**WHAT YOU HAVE TO DO:**
Format the records below as one JSON list of strings, one string per line in the original order. Leave out blank lines.

Excerpts from an object-pointing dataset
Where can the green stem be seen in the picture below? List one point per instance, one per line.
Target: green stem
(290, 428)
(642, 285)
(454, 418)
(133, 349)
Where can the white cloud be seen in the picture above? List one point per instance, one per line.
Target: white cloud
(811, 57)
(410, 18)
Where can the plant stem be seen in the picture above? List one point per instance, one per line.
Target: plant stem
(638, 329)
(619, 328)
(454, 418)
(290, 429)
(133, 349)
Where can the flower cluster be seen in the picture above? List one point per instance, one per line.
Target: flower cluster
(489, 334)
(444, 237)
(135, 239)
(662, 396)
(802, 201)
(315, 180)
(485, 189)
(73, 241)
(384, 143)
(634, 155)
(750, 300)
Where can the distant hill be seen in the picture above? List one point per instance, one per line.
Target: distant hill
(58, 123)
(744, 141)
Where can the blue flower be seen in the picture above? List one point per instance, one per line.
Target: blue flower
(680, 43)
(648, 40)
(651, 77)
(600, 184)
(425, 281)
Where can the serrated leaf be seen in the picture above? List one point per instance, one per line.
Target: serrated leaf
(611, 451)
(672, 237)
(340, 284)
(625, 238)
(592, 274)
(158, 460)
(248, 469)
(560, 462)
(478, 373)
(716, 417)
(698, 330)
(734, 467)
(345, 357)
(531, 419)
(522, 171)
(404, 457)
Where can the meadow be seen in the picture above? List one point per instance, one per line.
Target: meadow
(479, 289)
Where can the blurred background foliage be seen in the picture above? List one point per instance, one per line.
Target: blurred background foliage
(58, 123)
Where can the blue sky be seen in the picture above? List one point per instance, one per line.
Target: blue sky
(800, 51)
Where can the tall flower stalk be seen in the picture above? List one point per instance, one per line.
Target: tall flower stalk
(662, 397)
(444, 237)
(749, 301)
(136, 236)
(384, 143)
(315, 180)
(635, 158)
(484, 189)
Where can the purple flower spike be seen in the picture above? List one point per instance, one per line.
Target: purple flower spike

**FULL ANSWER:**
[
  "Where can the green stem be seen in the picture below? List one point per instance, one per line.",
  "Target: green stem",
  "(290, 428)",
  "(642, 285)",
  "(454, 418)",
  "(133, 349)",
  "Where can the white cloud be seen in the picture above? List one point per instance, one per line.",
  "Target: white cloud",
  "(811, 57)",
  "(410, 18)",
  "Where can the plant stem be seen in the picture above? List one point per instance, one per line.",
  "Target: plant stem",
  "(638, 329)",
  "(619, 328)",
  "(454, 418)",
  "(290, 429)",
  "(133, 349)",
  "Where can the flower cluster be seen in the picture above? List one point per instance, one per line.",
  "Target: flower cluster",
  "(489, 334)",
  "(444, 237)",
  "(135, 239)",
  "(662, 396)",
  "(802, 201)",
  "(315, 180)",
  "(485, 189)",
  "(73, 241)",
  "(384, 143)",
  "(634, 155)",
  "(750, 300)",
  "Where can the distant hill be seen in the picture above? List one point per instance, one per line.",
  "Target: distant hill",
  "(58, 123)",
  "(744, 141)",
  "Where can the blue flower be seen in the picture above? List one point per instance, one per line.",
  "Target: blue flower",
  "(680, 43)",
  "(648, 40)",
  "(651, 77)",
  "(600, 184)",
  "(425, 281)",
  "Where can the serrated leaf be seen in the picture above? List one point per instance, one per line.",
  "Target: serrated leaf",
  "(611, 451)",
  "(672, 237)",
  "(340, 284)",
  "(625, 238)",
  "(592, 274)",
  "(158, 460)",
  "(248, 469)",
  "(560, 462)",
  "(478, 373)",
  "(716, 417)",
  "(698, 330)",
  "(734, 467)",
  "(345, 357)",
  "(531, 419)",
  "(522, 171)",
  "(404, 457)",
  "Where can the meadow be seen in the picture above? List one point per instance, one per line.",
  "Target: meadow",
  "(479, 289)",
  "Where can the blurred background foliage be seen in the picture above? List one point per instance, one per line.",
  "Target: blurred background foliage",
  "(58, 123)",
  "Where can the blue sky be seen in the picture above? List one point per instance, one per line.",
  "Target: blue sky",
  "(800, 51)",
  "Where can the tall flower stalk be seen in the picture above? List one point per instance, one per line.",
  "Target: tall flower stalk",
  "(662, 397)",
  "(444, 237)",
  "(749, 301)",
  "(136, 236)",
  "(384, 143)",
  "(315, 180)",
  "(635, 158)",
  "(484, 189)",
  "Where can the purple flower spike be seen in the picture above? List one point per instance, one per line.",
  "Target: purple flower spike"
]